Records of labeled points
◆ ◆ ◆ ◆ ◆ ◆ ◆

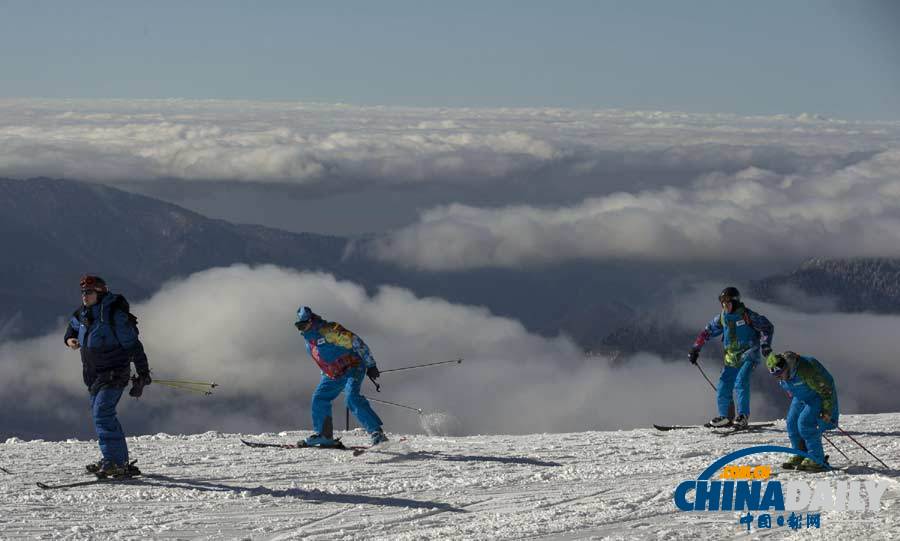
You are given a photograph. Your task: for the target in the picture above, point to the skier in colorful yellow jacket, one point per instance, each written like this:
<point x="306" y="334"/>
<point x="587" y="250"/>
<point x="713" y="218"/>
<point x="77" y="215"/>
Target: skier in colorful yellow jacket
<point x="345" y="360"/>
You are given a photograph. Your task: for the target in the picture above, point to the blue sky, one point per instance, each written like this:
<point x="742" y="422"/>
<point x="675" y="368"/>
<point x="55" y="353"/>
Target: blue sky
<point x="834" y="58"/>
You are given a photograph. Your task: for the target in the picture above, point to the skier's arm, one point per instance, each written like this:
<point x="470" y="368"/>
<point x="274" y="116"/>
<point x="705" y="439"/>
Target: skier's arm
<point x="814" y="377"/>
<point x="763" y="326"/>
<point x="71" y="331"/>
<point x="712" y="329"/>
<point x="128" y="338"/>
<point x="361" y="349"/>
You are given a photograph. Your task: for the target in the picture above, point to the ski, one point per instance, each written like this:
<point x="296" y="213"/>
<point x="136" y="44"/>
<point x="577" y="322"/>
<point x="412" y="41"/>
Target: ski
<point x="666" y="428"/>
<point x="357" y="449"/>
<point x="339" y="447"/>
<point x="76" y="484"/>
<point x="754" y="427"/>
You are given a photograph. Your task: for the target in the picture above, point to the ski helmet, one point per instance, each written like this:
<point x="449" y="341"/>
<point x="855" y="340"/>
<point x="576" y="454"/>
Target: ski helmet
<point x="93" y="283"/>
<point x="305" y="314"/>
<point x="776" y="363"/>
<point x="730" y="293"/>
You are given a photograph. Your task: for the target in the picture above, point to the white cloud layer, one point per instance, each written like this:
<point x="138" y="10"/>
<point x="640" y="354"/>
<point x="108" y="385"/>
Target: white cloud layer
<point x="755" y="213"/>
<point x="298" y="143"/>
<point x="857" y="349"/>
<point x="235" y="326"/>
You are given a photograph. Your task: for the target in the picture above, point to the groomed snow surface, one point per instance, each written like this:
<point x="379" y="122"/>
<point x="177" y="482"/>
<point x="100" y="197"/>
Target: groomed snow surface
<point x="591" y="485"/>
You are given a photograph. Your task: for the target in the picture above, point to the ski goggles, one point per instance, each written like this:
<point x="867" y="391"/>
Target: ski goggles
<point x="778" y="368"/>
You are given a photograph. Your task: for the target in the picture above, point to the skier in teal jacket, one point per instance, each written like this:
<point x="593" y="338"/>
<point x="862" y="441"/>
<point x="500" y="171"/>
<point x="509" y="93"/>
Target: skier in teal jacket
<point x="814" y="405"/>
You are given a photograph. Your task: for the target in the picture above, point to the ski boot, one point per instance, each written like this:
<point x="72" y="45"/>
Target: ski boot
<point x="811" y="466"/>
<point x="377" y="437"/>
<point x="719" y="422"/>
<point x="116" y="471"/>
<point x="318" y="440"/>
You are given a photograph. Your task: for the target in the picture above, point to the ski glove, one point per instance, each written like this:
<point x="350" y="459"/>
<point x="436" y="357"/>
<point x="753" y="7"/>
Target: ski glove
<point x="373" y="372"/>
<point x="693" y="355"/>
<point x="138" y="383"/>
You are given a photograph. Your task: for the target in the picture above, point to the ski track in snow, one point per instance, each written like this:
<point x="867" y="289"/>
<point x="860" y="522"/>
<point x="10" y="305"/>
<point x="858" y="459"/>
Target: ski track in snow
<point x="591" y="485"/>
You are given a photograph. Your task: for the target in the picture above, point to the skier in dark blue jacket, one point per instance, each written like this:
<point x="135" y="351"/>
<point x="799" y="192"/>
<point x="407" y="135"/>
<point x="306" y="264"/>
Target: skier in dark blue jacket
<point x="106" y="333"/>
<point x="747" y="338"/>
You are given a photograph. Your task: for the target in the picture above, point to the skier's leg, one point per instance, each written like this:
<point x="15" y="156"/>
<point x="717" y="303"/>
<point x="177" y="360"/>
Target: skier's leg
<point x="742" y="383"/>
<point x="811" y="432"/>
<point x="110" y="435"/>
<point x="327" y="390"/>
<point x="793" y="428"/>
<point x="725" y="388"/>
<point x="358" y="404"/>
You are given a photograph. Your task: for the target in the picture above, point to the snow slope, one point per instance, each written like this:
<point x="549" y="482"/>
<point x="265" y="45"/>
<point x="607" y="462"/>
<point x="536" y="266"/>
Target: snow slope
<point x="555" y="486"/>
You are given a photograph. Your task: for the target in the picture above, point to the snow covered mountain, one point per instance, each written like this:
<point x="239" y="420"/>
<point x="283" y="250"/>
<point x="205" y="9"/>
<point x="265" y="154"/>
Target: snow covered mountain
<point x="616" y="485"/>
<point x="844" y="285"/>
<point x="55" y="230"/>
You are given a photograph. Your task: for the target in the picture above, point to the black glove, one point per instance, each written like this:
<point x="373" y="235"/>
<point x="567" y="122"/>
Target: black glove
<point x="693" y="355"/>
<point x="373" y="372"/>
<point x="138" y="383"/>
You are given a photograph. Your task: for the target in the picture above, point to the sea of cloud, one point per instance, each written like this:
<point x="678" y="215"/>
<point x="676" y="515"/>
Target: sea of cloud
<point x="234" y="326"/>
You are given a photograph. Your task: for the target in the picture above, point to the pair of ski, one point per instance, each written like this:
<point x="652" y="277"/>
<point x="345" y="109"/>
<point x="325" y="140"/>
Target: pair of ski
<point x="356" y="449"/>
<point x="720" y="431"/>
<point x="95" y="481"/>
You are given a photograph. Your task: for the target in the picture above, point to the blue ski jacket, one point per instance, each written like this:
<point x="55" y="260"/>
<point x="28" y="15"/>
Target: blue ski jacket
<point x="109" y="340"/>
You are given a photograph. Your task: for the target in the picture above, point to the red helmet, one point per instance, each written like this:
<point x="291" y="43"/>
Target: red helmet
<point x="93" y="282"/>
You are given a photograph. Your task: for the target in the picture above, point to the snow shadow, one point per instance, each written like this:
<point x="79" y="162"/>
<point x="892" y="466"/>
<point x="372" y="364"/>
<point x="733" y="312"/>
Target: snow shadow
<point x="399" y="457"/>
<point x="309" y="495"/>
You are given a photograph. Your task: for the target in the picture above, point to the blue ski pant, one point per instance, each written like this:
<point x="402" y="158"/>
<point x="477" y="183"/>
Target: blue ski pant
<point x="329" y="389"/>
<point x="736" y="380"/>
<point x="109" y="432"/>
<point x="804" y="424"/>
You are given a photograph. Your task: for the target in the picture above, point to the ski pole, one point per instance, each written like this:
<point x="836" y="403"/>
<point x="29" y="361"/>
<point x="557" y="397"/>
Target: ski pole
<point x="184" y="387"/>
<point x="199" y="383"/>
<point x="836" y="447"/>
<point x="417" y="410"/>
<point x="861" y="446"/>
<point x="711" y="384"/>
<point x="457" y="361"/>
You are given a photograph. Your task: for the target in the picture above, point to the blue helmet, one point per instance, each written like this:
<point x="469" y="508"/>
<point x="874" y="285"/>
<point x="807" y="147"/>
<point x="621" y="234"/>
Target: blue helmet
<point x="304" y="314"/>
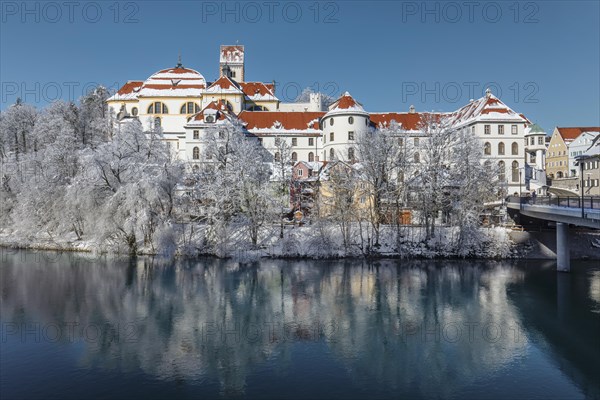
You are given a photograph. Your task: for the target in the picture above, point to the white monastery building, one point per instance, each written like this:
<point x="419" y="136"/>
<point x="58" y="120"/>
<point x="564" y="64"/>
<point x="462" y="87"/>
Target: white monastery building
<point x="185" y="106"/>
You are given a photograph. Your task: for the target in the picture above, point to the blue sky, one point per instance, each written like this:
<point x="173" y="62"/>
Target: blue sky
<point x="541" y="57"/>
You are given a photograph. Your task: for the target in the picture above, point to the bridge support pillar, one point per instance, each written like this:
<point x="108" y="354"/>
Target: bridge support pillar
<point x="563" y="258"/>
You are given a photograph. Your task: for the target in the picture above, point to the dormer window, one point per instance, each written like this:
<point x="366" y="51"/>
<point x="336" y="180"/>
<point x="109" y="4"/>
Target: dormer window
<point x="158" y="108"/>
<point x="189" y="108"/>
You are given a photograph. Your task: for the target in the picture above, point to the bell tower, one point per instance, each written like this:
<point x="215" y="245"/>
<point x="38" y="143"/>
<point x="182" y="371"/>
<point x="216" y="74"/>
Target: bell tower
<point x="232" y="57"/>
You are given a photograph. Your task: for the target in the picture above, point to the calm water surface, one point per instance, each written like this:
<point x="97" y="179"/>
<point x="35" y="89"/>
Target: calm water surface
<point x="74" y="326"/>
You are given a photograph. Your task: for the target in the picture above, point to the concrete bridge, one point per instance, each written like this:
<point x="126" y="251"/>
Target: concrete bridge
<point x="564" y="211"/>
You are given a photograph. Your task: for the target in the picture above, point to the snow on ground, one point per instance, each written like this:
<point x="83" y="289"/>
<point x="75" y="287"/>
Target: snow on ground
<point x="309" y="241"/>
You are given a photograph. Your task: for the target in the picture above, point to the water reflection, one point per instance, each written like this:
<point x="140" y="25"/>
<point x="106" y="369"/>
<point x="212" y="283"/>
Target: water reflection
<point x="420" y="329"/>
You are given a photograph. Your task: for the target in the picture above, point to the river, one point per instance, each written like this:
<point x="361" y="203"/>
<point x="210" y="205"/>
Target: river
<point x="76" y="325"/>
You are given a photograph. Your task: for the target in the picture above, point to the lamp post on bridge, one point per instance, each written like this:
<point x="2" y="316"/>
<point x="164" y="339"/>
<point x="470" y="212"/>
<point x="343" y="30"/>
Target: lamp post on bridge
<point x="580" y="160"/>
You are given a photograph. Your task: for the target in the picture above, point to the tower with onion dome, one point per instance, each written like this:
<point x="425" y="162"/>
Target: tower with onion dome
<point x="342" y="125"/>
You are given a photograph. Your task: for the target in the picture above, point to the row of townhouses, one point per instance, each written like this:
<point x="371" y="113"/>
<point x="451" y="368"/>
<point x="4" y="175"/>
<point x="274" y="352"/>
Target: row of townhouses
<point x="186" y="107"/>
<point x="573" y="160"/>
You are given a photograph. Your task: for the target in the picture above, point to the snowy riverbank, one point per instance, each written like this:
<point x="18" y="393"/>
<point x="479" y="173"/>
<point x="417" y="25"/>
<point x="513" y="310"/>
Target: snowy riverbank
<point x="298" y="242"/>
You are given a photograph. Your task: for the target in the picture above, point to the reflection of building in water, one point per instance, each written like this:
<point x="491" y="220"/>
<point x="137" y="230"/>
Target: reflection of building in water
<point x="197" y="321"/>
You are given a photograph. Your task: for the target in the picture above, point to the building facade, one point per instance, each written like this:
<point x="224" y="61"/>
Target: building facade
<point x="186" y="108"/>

◆ ◆ ◆ ◆ ◆ ◆ ◆

## [Task directions]
Your task is to transcribe the line containing "to the tower" and every line after it, through the last line of the data, exactly as written and with nothing more.

## [Finished exercise]
You are given a photograph. Your task: for the target in the picture above, point to the tower with onion dome, one point per instance, each written like this:
<point x="425" y="162"/>
Target: tower with onion dome
<point x="342" y="125"/>
You are given a photograph. Your task: for the target in the picture above, point to the row of townhouses, one point per instance, each written like this:
<point x="371" y="113"/>
<point x="451" y="368"/>
<point x="4" y="175"/>
<point x="274" y="352"/>
Target: row of townhouses
<point x="186" y="107"/>
<point x="573" y="160"/>
You are given a photograph. Your task: for the target in the picture above, point to the snowy riverbank, one point per instance, each written like this:
<point x="18" y="393"/>
<point x="479" y="173"/>
<point x="417" y="25"/>
<point x="513" y="310"/>
Target: snowy riverbank
<point x="298" y="242"/>
You are given a photograph. Your task: for the target in the picture above, point to the reflection of building in water, one point per instance, each written like this:
<point x="491" y="220"/>
<point x="137" y="230"/>
Target: reflection of building in water
<point x="197" y="321"/>
You are given a photograph. Your task: for the target in the picture above, point to the building facade, one point per instance, each written like this:
<point x="224" y="61"/>
Target: building facade
<point x="186" y="108"/>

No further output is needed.